> [Text segment]:
##############################

Welcome back to our Games In Progress coverage of Pokémon Sun and Moon! Every week, reviewers William Hughes (Moon) and Nick Wanserski (Sun) trade analysis, points of view, and personal experiences from Nintendo’s latest generation of monster-hunting action. This week, Nick and William delved into Sun and Moon’s third island, Ula’ula, facing off against friendly ghosts, wannabe rappers, and—in a long-anticipated, critic-on-critic throwdown—each other. You can find all of their reports, right here.
I’m starting to feel it, Nick, that inevitable, sinking sensation: Pokémon burnout. Part of it is our pace. I don’t know if Alola can stand up to our island-a-week rigor for long. But would a more relaxed pace take the edge off Sun and Moon’s basic repetition? (At this point, I’ve had so many fights where my Primarina can take down everything it meets with a single Moonblast or Sparkling Aria, my thumb’s starting to go numb.) Or would it lose me entirely, triggering that old, familiar, game-abandoning question: “Where did I leave off last time, huh?”
The irony is that Ula’ula Island can claim some of Sun and Moon’s most engaging locations and trials. The assault on Team Skull’s base is a lovely, rain-drenched pseudo-climax, making it clear that these boneheads are little more than unhappy teens suffering from that most crippling of afflictions: low self-esteem. And I can sincerely say I never expected to have an island trial take place in a haunted supermarket, even if I’m also delighted by it, because Ghost Pokémon are the best. Mimikyu—the new Ghost-type Pokémon that always wears a crude, psychotic-looking Pikachu disguise—is obviously amazing, but have you met my friend Klefki? He’s the Keyring Pokémon, and that’s exactly what he looks like, a simplicity I find very amusing. (Also, unlike so many Ghosts, he doesn’t have any Pokédex flavor text suggesting he eats, steals, or is actually made up of discarded human souls, which is a plus.)
Speaking of amazing designs, how have I lived so long without Trubbish in my life? I know it’s technically been around since the fifth generation of monsters, but that didn’t stop me from squealing the first time one popped up on my screen. (I named her Belcher, because she reminded me of Louise from Bob’s Burgers, what with her little bunny ears.) It was enough to make me compromise my vaunted “team effectiveness” and bring her into the fold. Bonus: When I try to pet her in Pokémon Refresh, I get a “sludgy” animation instead of the usual scratches, which is both hilarious and great.
How about you, Nick? How is your Poké-stamina holding up? Are there any monsters who’ve made it onto your team strictly on the merits of cuteness?
I don’t have an optimized team by any means, but I think that’s more due to lack of strategy on my part than a weakness for any particularly cute Pokémon. More likely the opposite, in fact. When my Wingull evolved into a Pelipper, I sent him to The Box despite not having a solid Water-based fighter in reserve. I just couldn’t stand looking at his torso-sized maw any longer. Thanks to our fellow Gameologerinos, however, I found one solution to an evasive evolution. I retired my male Salandit and slummed around the Wela Volcano Park until I was able to capture a female version and am now the proud trainer to a Salazzle. The Salandit is cuter looking, for certain, but I must admit to a certain amount of pride in my first difficult-to-obtain Pokémon.

##############################

> [Given entries]:
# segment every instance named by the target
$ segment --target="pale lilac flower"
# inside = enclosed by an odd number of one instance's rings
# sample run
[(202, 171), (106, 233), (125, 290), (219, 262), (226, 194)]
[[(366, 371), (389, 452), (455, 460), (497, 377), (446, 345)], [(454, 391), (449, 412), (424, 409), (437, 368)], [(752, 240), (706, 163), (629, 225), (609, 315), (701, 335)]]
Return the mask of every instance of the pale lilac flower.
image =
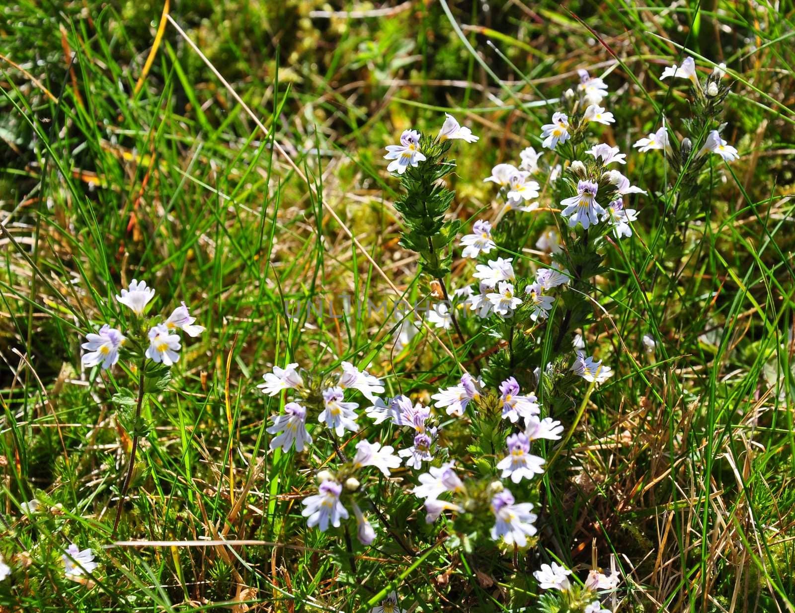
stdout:
[(343, 374), (337, 386), (343, 390), (359, 390), (371, 402), (375, 402), (375, 394), (384, 393), (381, 380), (366, 371), (359, 371), (350, 362), (343, 362)]
[(698, 87), (698, 76), (696, 75), (696, 62), (692, 57), (686, 57), (681, 66), (673, 64), (666, 66), (662, 71), (660, 79), (667, 79), (669, 76), (679, 77), (680, 79), (689, 79), (693, 84)]
[(602, 160), (602, 164), (605, 166), (614, 161), (619, 164), (626, 164), (626, 153), (619, 153), (618, 147), (611, 147), (604, 142), (594, 145), (585, 153), (592, 155), (597, 160)]
[(409, 468), (420, 468), (423, 462), (430, 462), (433, 460), (431, 455), (432, 443), (432, 439), (428, 434), (417, 434), (414, 436), (414, 444), (407, 449), (401, 449), (398, 452), (398, 455), (402, 458), (409, 458), (405, 460), (405, 465)]
[(599, 215), (604, 213), (604, 209), (596, 202), (598, 189), (599, 185), (593, 181), (580, 180), (577, 183), (577, 195), (560, 201), (560, 206), (564, 208), (561, 214), (569, 218), (569, 227), (579, 222), (588, 230), (589, 226), (599, 223)]
[(359, 505), (355, 502), (352, 505), (353, 514), (356, 518), (356, 538), (362, 545), (370, 545), (375, 540), (375, 530), (362, 513), (362, 510), (359, 508)]
[(580, 68), (580, 84), (577, 90), (583, 94), (584, 101), (588, 104), (599, 104), (607, 95), (607, 85), (598, 76), (591, 76), (587, 70)]
[(420, 133), (416, 130), (405, 130), (400, 137), (400, 145), (389, 145), (385, 160), (392, 160), (386, 169), (390, 173), (403, 174), (409, 166), (417, 166), (418, 162), (428, 158), (420, 151)]
[(191, 316), (188, 307), (183, 302), (172, 312), (165, 323), (169, 330), (180, 328), (188, 336), (198, 336), (204, 332), (204, 326), (194, 326), (193, 322), (196, 320), (196, 318)]
[(523, 204), (523, 203), (532, 200), (538, 197), (538, 190), (541, 186), (537, 181), (529, 179), (530, 173), (518, 170), (511, 175), (508, 185), (508, 193), (506, 196), (507, 204), (511, 208), (515, 208), (525, 212), (529, 212), (538, 208), (538, 203), (532, 204)]
[(662, 151), (671, 151), (671, 143), (668, 138), (668, 130), (663, 126), (657, 132), (650, 132), (646, 138), (640, 138), (635, 141), (633, 147), (638, 147), (639, 152), (646, 153), (652, 149), (660, 149)]
[(619, 587), (620, 577), (617, 571), (614, 570), (610, 575), (605, 575), (598, 570), (591, 569), (588, 572), (588, 579), (585, 580), (585, 587), (591, 592), (597, 590), (615, 590)]
[(565, 285), (571, 280), (568, 270), (556, 268), (539, 268), (536, 271), (536, 283), (541, 289), (552, 289), (558, 285)]
[(515, 504), (514, 495), (507, 488), (495, 494), (491, 499), (491, 512), (497, 521), (491, 529), (491, 538), (498, 541), (502, 537), (507, 545), (524, 547), (527, 537), (536, 533), (533, 522), (537, 515), (532, 510), (530, 502)]
[(497, 285), (497, 292), (488, 293), (486, 297), (491, 301), (494, 312), (504, 317), (511, 317), (514, 309), (522, 304), (522, 299), (514, 295), (514, 285), (501, 281)]
[(433, 305), (428, 309), (428, 321), (436, 328), (444, 330), (449, 329), (450, 326), (452, 325), (450, 308), (444, 302)]
[(483, 179), (483, 182), (496, 183), (500, 188), (506, 188), (510, 185), (510, 178), (518, 172), (513, 164), (498, 164), (491, 169), (491, 176)]
[(149, 346), (146, 349), (146, 357), (153, 362), (162, 362), (171, 366), (180, 359), (180, 336), (172, 334), (169, 328), (158, 324), (149, 332)]
[(265, 382), (260, 383), (257, 387), (269, 396), (275, 396), (282, 390), (301, 388), (304, 386), (304, 379), (296, 370), (297, 367), (297, 363), (288, 364), (284, 368), (274, 366), (273, 372), (263, 374)]
[(529, 452), (530, 441), (524, 434), (512, 434), (508, 436), (508, 455), (497, 463), (497, 468), (502, 471), (502, 479), (510, 477), (514, 483), (522, 479), (533, 479), (536, 475), (544, 474), (544, 458)]
[(306, 409), (297, 402), (285, 405), (285, 414), (273, 417), (273, 425), (266, 429), (270, 434), (281, 433), (270, 440), (270, 447), (281, 447), (283, 452), (289, 451), (295, 444), (296, 451), (304, 451), (304, 447), (312, 443), (312, 436), (306, 429)]
[(122, 295), (116, 295), (116, 300), (133, 310), (136, 315), (142, 315), (146, 305), (154, 297), (154, 289), (146, 287), (146, 281), (133, 279), (129, 289), (122, 289)]
[(439, 409), (444, 409), (448, 415), (460, 417), (467, 409), (471, 401), (480, 397), (478, 383), (469, 373), (464, 373), (461, 377), (460, 385), (440, 390), (437, 394), (431, 396), (436, 402), (433, 405)]
[(552, 296), (545, 296), (543, 291), (544, 289), (538, 283), (533, 283), (525, 289), (527, 300), (530, 303), (530, 319), (533, 321), (549, 317), (549, 309), (555, 304), (555, 299)]
[(443, 511), (452, 510), (456, 513), (463, 513), (463, 508), (454, 502), (448, 502), (447, 500), (440, 500), (437, 498), (429, 499), (423, 504), (425, 506), (425, 522), (432, 524)]
[(99, 566), (94, 561), (94, 553), (90, 549), (81, 551), (74, 543), (67, 547), (61, 559), (64, 561), (64, 574), (69, 578), (87, 575)]
[(488, 299), (489, 290), (494, 285), (486, 281), (480, 281), (480, 293), (473, 294), (470, 298), (469, 310), (475, 311), (478, 316), (486, 319), (491, 313), (491, 301)]
[(519, 392), (519, 384), (513, 377), (509, 377), (499, 386), (502, 402), (502, 419), (509, 419), (512, 424), (515, 424), (519, 417), (526, 420), (533, 415), (537, 415), (541, 411), (538, 406), (538, 398), (534, 394), (529, 394), (524, 396)]
[(554, 227), (548, 227), (538, 237), (536, 241), (536, 249), (539, 251), (556, 254), (560, 250), (560, 235)]
[(583, 115), (583, 118), (587, 122), (595, 122), (596, 123), (601, 123), (604, 126), (609, 126), (611, 123), (615, 123), (615, 118), (613, 117), (613, 114), (606, 111), (598, 104), (591, 104), (585, 109), (585, 114)]
[(620, 198), (610, 203), (604, 215), (602, 215), (602, 221), (606, 221), (613, 227), (613, 234), (616, 239), (632, 236), (630, 222), (637, 219), (638, 211), (634, 208), (624, 208), (624, 201)]
[(565, 566), (561, 566), (556, 562), (552, 565), (542, 564), (540, 570), (533, 573), (533, 576), (538, 581), (538, 587), (542, 590), (560, 590), (565, 592), (572, 584), (568, 582), (568, 575), (572, 571)]
[(374, 466), (385, 477), (390, 475), (390, 468), (400, 466), (401, 459), (395, 456), (394, 448), (390, 445), (382, 447), (381, 443), (368, 443), (361, 440), (356, 444), (356, 455), (353, 459), (354, 468)]
[(331, 522), (335, 528), (339, 527), (340, 519), (347, 519), (347, 509), (339, 502), (343, 487), (336, 481), (327, 480), (320, 483), (317, 494), (308, 496), (301, 501), (306, 506), (301, 515), (309, 518), (306, 525), (310, 528), (317, 526), (320, 532), (325, 532)]
[(449, 113), (445, 113), (444, 115), (446, 118), (444, 123), (442, 124), (442, 129), (439, 130), (439, 136), (436, 137), (440, 142), (448, 138), (460, 138), (467, 142), (477, 142), (480, 138), (479, 136), (475, 136), (469, 128), (462, 127), (461, 124), (456, 121), (456, 118)]
[(405, 611), (398, 606), (398, 595), (393, 592), (381, 601), (381, 604), (374, 607), (370, 613), (405, 613)]
[(465, 491), (463, 482), (453, 470), (455, 462), (445, 462), (440, 467), (432, 466), (428, 472), (424, 472), (417, 477), (420, 485), (415, 486), (411, 491), (417, 498), (426, 500), (437, 499), (445, 491), (460, 494)]
[(525, 424), (527, 425), (525, 429), (525, 436), (529, 440), (537, 440), (541, 438), (549, 440), (560, 440), (563, 426), (560, 421), (553, 420), (552, 417), (539, 420), (535, 415), (531, 415), (525, 417)]
[(126, 339), (121, 332), (106, 324), (97, 334), (87, 334), (86, 340), (87, 343), (80, 345), (88, 352), (83, 355), (83, 364), (87, 367), (100, 364), (107, 371), (118, 362), (118, 350)]
[(514, 266), (510, 263), (513, 260), (513, 258), (498, 258), (496, 260), (490, 260), (486, 264), (478, 264), (472, 276), (479, 279), (490, 289), (494, 288), (501, 281), (515, 281)]
[(491, 224), (484, 219), (478, 219), (472, 227), (472, 234), (461, 237), (463, 245), (463, 258), (477, 258), (481, 253), (487, 254), (497, 245), (491, 239)]
[(554, 113), (552, 123), (541, 126), (541, 145), (547, 149), (555, 149), (559, 142), (568, 140), (568, 118), (564, 113)]
[(343, 402), (344, 394), (339, 387), (329, 387), (323, 390), (324, 409), (317, 421), (325, 424), (329, 430), (334, 430), (338, 436), (342, 436), (345, 430), (359, 432), (356, 424), (356, 402)]
[(717, 153), (726, 161), (734, 161), (739, 158), (737, 149), (731, 145), (727, 145), (726, 141), (720, 138), (718, 130), (713, 130), (707, 135), (707, 140), (696, 154), (696, 157), (700, 157), (704, 153), (710, 152)]
[(586, 358), (582, 353), (577, 355), (572, 365), (572, 371), (586, 381), (602, 383), (613, 376), (613, 371), (609, 366), (603, 366), (602, 360), (595, 360), (591, 357)]
[(538, 171), (538, 158), (543, 155), (543, 151), (536, 153), (533, 147), (527, 147), (519, 152), (519, 157), (522, 163), (519, 164), (519, 169), (526, 173), (536, 173)]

##############################

> [Given task 1]:
Answer these questions from the Pokémon Sun and Moon coverage:
(a) Which version of the game does William Hughes review?
(b) What name was given to the Trubbish?
(c) Where was the female Salandit captured?
> [Given task 2]: Rewrite the Pokémon Sun and Moon coverage starting with "Welcome back to" and going on through "reports, right here.", putting "cheerful phantoms" in place of "friendly ghosts".
> [Given task 3]: Pick up the Pokémon Sun and Moon coverage after its final sentence and carry it on.
The lines above are material separate from the Pokémon Sun and Moon coverage.

> [Response 1]:
(a) Moon
(b) Belcher
(c) Wela Volcano Park

> [Response 2]:
Welcome back to our Games In Progress coverage of Pokémon Sun and Moon! Every week, reviewers William Hughes (Moon) and Nick Wanserski (Sun) trade analysis, points of view, and personal experiences from Nintendo’s latest generation of monster-hunting action. This week, Nick and William delved into Sun and Moon’s third island, Ula’ula, facing off against cheerful phantoms, wannabe rappers, and—in a long-anticipated, critic-on-critic throwdown—each other. You can find all of their reports, right here.

> [Response 3]:
I’m not sure how readily I should admit to this, but my central method of staving off Pokémon fatigue is by playing it while watching something else I’m half-invested in. Not all the time, but during any of the frequent stretches spent walking a route, having to engage every blood-thirsty preschooler that crosses your path sure feels like a good time to catch up on some Luke Cage. That said, I can’t say I’ve given one iota of consideration to the game’s plot so far. I think I’d prefer it if my Pokémon games were more like Linklater films: Utterly shapeless and lacking anything beyond a generally amicable stream-of-consciousness adventure. I agree the Team Skull’s base was fun, but at the same time, I can’t say I was too concerned with gaining a more intimate understanding of their mindset. That they’re insecure bullies was obvious from the first time they showed up. But I don’t mean to sound too negative. The game has proven really good about providing a variety of set pieces to stage battles in, and if the price you pay for that is listening to the backstory of a group of emotionally vulnerable skull-festooned would-be rap stars, so be it.
But all that aside, William, let’s get to the real meat of this week’s entry. We met up to duel, and you soundly mopped the floor with me.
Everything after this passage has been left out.